** Start **
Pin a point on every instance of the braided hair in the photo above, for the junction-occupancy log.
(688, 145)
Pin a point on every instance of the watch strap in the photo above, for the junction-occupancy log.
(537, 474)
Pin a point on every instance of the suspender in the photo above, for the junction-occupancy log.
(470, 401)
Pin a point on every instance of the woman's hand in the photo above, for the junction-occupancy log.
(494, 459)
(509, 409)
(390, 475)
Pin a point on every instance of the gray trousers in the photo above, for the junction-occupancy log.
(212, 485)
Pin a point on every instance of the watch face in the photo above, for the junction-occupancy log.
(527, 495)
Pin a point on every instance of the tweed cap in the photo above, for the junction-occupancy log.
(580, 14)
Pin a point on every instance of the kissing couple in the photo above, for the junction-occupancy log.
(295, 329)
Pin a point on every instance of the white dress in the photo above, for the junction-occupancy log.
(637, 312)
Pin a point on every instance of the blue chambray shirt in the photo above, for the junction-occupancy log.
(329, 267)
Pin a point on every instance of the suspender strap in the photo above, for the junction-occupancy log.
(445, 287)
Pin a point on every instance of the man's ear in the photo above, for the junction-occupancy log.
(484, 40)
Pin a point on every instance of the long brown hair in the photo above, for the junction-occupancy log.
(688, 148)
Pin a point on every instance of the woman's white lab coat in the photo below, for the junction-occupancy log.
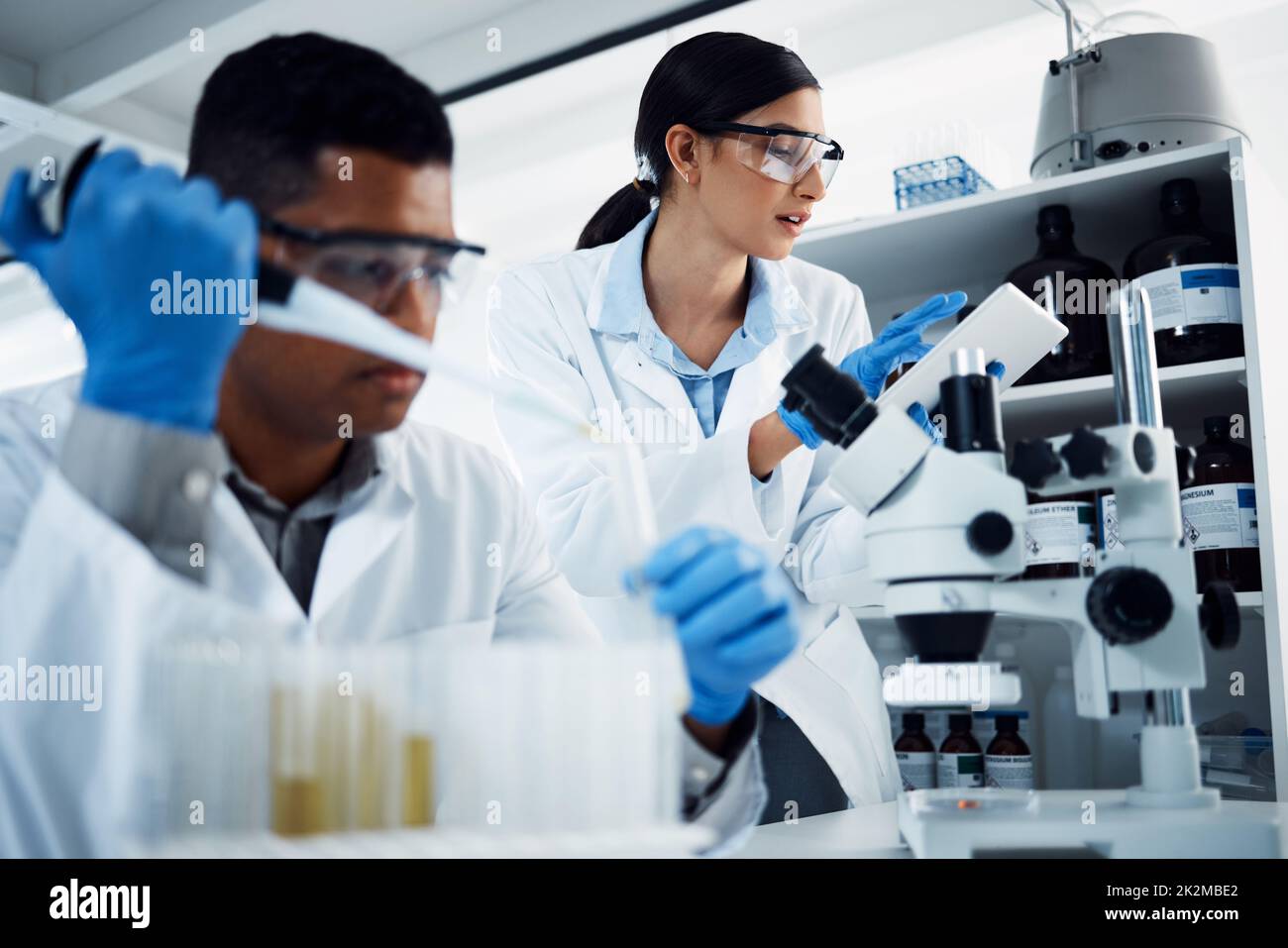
** End **
Copy out all of the material above word for word, including each coordinate pair, and leave out the picture.

Pin a point on every instance of the braided hair in the photo above, for the junction-occupancy log.
(688, 145)
Pin a point on every instance of the watch strap in the photo above, for the junction-occupancy log.
(537, 474)
Pin a point on every instance of the suspender in the photo above, for the junction-occupancy log.
(470, 401)
Pin a point on every instance of the woman's hand in the photo above, for the junction-occupancy log.
(494, 459)
(509, 409)
(390, 475)
Pin a point on every instance of the gray trousers in the photo above, for the junction-occupancy log.
(212, 485)
Pin a point on every instance of the watch face in the photo above, for the junction-occupancy log.
(527, 495)
Pin a point on every instance of the tweed cap in the photo above, for the junction-occupancy log.
(580, 14)
Pin a point on every instance of the kissing couple in the photo above, for the junction-occupancy log.
(295, 329)
Pin a point on every instance of the white dress in the photo above, for the junction-occupancy log.
(637, 312)
Pin a point on every instance of the blue chambray shirt in the photo above, for the junction-occupancy log.
(329, 267)
Pin a point on every instance of the suspender strap in the photo above, for the junction-occupancy log.
(445, 287)
Pin a point on every instance of the man's ear in the photo above, for the junction-occupancy log.
(484, 40)
Pin a point on every instance of the long brown hair in the photo above, for the junction-occupancy log.
(688, 148)
Pin a point on every instance of the woman's white lab coat in the photo below, for the junction-occupancy log.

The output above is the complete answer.